§ **Extrait choisi**
Le style du Président

Le régime présidentiel dans lequel nous sommes crée un style, par mimétisme.
LE STYLE DU PRESIDENT

FRANÇOISE GIROUD

Quand les rois de France changeaient de numéro, les fauteuils changeaient de pieds, le ventre des commodes et celui des dames changeaient de place, les seigneurs changeaient de perruques, un nouveau style se créait, dont les signes extérieurs nous sont encore si familiers que nous pouvons dire : « Voilà une bergère Louis XV, une table Charles X, une robe Empire. »
Aujourd'hui, l'impulsion ne vient pas, dans ce domaine, de la Cour ou de ce qui en tient lieu. Personne ne donne le ton, n'impose un modèle auquel se référer pour manifester que l'on appartient à la société d'en haut, celle qui circule dans les allées du pouvoir.
Cette société a d'ailleurs un double visage. Celui, officiel, à usage national, où les dames portent jupe et chapeau, inscrivent leurs enfants dans des institutions privées et organisent des galas de bienfaisance ; où les messieurs prennent vacances avec leur épouse en rejoignant, dans leur province natale, la maison familiale. Et celui, parisien, à usage privé, où les choses se passent un peu autrement.
Aussi n'y a-t-il plus à proprement parler une « haute société » bourgeoise, avec ses rites, ses tics, ses mœurs, à imiter ou à moquer, à respecter ou à enfreindre. Mais une façade truquée qui se désagrège chaque jour davantage. Et, derrière, des clans, chacun élaborant son code, à la suite de son ou de ses chefs de clan.
Ces apparences ne doivent pas dissimuler qu'un régime présidentiel — celui où nous sommes — crée un style qu'adoptent, par osmose sans doute plus que par volonté délibérée, les hommes en situation d'autorité. Ce fut éclatant sous le règne du général de Gaulle, surtout dans les dernières années.
Que vit-on ? Des chefs d'entreprise se mettre à parler de leur affaire comme le chef de l'Etat parlait de la France. Si belle, et dont il était si douloureux de la laisser manipuler par des incapables.

§ **Matériaux sources**
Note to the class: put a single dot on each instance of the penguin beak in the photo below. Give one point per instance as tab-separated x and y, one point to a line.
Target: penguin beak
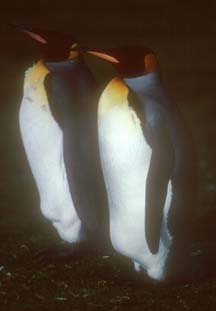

§ **Exercice court A**
Recopiez le passage de l'extrait choisi allant de « Aujourd'hui, l'impulsion ne » jusqu'à « un peu autrement. » inclus, en substituant « gants » à « chapeau ».
§ **Exercice court B**
Traduisez en anglais la phrase suivante de l'extrait choisi : « Ce fut éclatant sous le règne du général de Gaulle, surtout dans les dernières années. »
§ **Exercice court C**
Répondez aux questions suivantes d'après l'extrait choisi.
(i) Quels trois exemples de style l'extrait cite-t-il comme encore familiers ?
(ii) Sur le visage officiel de cette société, où les messieurs prennent-ils leurs vacances ?
(iii) De quoi des chefs d'entreprise se sont-ils mis à parler comme le chef de l'État parlait de la France ?
Appuyez-vous uniquement sur l'extrait choisi.

§ **Corrigé A**
Aujourd'hui, l'impulsion ne vient pas, dans ce domaine, de la Cour ou de ce qui en tient lieu. Personne ne donne le ton, n'impose un modèle auquel se référer pour manifester que l'on appartient à la société d'en haut, celle qui circule dans les allées du pouvoir.
Cette société a d'ailleurs un double visage. Celui, officiel, à usage national, où les dames portent jupe et gants, inscrivent leurs enfants dans des institutions privées et organisent des galas de bienfaisance ; où les messieurs prennent vacances avec leur épouse en rejoignant, dans leur province natale, la maison familiale. Et celui, parisien, à usage privé, où les choses se passent un peu autrement.

§ **Corrigé B**
This was striking under the reign of General de Gaulle, especially in the final years.

§ **Corrigé C**
(i) Une bergère Louis XV, une table Charles X et une robe Empire.
(ii) Avec leur épouse, dans la maison familiale de leur province natale.
(iii) De leur affaire.